To do
Search the material for the string "orange", then show every line where it turns up.

--- START ---

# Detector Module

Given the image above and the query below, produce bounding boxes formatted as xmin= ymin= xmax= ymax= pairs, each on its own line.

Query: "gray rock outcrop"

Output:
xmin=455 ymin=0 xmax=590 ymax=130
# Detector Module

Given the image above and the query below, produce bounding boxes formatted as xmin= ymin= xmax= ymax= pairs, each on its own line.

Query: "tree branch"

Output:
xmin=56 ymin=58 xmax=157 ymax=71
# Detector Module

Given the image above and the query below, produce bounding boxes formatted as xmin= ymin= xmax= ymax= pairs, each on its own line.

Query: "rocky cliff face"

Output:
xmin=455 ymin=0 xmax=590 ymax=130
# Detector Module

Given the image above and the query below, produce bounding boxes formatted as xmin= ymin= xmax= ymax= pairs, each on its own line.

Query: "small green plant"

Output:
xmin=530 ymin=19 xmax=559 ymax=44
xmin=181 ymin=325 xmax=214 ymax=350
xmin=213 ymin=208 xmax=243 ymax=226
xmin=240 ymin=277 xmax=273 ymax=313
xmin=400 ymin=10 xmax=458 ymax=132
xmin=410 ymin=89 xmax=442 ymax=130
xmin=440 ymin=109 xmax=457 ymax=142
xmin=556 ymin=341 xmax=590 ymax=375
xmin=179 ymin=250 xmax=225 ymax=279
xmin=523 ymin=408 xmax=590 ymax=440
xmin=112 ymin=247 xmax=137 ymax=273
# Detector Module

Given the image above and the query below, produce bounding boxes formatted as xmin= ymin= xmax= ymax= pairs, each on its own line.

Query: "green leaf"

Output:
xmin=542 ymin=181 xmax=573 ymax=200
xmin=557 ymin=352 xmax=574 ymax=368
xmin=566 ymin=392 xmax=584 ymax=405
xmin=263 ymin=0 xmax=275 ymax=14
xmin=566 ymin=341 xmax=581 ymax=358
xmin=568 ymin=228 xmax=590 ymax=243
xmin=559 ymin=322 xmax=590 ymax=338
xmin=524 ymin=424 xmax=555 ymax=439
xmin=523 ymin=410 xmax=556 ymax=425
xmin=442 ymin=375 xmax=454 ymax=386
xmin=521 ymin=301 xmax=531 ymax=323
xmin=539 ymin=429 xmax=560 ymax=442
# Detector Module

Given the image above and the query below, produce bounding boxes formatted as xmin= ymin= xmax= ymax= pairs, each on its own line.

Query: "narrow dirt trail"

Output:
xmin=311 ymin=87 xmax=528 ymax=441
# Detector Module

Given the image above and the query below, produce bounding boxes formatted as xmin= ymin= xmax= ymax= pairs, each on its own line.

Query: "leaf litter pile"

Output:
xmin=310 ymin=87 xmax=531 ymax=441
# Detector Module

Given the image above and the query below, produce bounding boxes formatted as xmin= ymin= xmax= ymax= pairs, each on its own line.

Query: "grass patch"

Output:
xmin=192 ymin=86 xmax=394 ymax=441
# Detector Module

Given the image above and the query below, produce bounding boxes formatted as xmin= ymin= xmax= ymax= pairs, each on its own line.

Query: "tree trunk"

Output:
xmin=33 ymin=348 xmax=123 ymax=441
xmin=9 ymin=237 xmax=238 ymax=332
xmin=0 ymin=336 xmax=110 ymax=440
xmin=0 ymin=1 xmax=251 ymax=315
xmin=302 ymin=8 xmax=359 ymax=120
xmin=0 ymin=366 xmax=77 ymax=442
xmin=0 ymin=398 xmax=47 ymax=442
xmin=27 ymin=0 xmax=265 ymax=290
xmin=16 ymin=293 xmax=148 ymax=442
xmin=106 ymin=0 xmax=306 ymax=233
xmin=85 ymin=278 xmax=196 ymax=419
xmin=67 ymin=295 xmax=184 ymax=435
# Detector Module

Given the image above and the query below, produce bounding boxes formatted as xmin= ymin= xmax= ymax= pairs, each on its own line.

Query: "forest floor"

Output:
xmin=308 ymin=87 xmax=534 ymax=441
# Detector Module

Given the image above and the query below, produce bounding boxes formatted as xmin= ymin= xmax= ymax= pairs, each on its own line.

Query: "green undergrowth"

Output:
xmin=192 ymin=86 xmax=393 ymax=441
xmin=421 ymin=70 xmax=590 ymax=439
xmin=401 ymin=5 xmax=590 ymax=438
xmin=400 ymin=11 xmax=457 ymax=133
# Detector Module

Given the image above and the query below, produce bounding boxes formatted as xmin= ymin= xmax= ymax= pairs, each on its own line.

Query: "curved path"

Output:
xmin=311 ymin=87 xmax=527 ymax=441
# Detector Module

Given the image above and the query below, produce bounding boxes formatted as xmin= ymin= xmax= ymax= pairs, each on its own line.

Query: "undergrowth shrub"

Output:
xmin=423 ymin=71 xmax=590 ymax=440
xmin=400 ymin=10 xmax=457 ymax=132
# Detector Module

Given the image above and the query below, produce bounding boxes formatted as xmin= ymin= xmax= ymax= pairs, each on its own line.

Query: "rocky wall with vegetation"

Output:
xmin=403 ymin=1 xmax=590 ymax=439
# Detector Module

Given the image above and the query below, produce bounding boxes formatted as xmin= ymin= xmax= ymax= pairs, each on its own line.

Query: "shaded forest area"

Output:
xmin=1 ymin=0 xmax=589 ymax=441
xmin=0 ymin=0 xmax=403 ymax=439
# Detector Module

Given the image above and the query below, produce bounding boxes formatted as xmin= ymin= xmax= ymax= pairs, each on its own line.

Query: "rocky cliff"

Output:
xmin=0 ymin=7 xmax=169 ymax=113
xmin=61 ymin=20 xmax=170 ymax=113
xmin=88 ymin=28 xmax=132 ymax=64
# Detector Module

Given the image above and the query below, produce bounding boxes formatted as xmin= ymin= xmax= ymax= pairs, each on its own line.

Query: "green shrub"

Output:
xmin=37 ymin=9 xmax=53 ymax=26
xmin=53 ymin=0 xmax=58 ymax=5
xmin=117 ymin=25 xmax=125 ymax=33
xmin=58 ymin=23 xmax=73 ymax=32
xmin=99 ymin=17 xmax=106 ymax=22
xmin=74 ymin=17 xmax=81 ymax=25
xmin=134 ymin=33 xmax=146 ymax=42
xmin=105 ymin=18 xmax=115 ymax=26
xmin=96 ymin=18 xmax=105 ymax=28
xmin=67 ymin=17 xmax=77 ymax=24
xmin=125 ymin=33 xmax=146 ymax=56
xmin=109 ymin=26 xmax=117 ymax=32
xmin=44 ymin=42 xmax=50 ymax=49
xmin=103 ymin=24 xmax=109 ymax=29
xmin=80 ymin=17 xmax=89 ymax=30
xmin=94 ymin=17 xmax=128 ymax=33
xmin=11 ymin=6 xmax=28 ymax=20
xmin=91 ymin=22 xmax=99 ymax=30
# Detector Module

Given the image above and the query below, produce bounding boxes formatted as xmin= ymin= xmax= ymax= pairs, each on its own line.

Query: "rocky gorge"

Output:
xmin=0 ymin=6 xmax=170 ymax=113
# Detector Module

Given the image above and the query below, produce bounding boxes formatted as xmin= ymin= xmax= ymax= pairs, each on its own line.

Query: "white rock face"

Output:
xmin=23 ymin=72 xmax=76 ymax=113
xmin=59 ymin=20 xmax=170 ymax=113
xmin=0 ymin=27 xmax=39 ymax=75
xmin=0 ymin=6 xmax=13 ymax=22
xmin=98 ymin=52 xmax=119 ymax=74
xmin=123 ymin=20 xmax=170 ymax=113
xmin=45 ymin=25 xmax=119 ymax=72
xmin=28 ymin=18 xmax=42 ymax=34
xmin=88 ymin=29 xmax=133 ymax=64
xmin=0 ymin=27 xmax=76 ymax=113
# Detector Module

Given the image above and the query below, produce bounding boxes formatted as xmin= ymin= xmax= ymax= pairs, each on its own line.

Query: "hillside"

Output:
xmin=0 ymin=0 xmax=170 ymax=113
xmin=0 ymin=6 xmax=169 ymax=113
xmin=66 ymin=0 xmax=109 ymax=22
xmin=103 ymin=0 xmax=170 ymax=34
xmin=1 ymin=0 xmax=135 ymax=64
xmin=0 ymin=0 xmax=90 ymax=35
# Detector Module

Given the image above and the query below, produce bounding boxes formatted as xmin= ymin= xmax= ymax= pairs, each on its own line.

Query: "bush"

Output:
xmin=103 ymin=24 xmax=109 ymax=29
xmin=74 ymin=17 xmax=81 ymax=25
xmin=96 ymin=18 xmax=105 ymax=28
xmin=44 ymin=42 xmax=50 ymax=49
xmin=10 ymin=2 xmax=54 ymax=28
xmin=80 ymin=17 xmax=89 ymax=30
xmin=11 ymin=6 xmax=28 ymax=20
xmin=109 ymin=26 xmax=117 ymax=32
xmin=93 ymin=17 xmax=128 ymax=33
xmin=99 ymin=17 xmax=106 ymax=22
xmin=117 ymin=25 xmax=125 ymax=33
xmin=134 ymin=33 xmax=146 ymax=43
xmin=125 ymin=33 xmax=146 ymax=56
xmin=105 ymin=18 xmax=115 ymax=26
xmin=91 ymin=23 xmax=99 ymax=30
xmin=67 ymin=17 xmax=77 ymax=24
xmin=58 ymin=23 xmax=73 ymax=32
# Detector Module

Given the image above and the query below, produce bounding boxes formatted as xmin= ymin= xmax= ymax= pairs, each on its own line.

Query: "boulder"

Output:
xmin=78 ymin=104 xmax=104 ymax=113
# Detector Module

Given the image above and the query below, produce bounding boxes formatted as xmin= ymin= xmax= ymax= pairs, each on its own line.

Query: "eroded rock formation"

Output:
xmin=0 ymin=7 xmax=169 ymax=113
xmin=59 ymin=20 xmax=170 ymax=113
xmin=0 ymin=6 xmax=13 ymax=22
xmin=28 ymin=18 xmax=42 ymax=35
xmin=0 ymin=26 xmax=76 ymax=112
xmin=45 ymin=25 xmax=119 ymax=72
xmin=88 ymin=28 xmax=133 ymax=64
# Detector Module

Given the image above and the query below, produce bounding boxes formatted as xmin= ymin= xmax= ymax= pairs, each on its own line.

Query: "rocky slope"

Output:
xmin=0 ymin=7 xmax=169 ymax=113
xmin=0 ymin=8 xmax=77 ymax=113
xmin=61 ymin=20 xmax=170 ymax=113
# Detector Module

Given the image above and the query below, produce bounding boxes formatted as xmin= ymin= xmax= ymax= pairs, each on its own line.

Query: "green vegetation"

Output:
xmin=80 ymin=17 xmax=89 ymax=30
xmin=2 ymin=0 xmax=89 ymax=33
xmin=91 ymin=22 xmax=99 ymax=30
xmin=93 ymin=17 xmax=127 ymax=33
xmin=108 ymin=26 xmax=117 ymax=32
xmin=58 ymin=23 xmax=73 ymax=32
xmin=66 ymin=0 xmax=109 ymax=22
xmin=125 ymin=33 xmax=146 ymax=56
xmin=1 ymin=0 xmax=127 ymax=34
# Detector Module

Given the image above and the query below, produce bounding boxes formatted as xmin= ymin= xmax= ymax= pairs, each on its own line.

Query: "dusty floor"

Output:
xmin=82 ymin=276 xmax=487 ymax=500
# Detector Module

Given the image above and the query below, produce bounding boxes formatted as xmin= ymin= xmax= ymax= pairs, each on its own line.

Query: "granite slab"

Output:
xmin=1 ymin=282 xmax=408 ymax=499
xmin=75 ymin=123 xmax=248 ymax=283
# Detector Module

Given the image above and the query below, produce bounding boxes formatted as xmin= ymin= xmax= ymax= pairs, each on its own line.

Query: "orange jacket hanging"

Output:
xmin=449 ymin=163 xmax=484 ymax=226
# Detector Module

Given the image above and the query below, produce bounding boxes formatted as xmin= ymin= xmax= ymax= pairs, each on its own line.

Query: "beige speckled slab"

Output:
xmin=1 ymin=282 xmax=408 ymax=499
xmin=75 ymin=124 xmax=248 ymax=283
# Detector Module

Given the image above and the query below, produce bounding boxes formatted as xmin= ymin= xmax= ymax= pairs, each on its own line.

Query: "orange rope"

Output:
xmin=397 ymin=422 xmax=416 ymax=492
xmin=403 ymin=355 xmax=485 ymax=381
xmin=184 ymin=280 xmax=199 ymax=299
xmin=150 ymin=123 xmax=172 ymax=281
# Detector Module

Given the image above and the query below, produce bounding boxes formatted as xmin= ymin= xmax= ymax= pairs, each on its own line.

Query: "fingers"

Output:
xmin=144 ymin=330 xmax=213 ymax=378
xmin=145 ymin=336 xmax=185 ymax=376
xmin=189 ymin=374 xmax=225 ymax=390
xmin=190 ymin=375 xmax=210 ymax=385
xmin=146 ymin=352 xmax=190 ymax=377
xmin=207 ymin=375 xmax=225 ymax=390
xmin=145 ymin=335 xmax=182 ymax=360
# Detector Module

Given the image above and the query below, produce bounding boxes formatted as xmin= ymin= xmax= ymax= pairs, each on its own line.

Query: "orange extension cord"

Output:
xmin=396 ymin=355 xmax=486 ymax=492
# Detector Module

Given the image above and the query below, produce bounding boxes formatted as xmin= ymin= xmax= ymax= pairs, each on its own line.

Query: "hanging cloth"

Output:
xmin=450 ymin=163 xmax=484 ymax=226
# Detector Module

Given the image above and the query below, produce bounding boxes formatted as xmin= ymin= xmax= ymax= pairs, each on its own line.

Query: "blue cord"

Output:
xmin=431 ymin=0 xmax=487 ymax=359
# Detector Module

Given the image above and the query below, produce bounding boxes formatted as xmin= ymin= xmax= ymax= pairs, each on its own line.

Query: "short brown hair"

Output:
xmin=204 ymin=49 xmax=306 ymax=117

--- END ---

Your solution
Query: "orange jacket hanging"
Query: "orange rope"
Query: "orange extension cord"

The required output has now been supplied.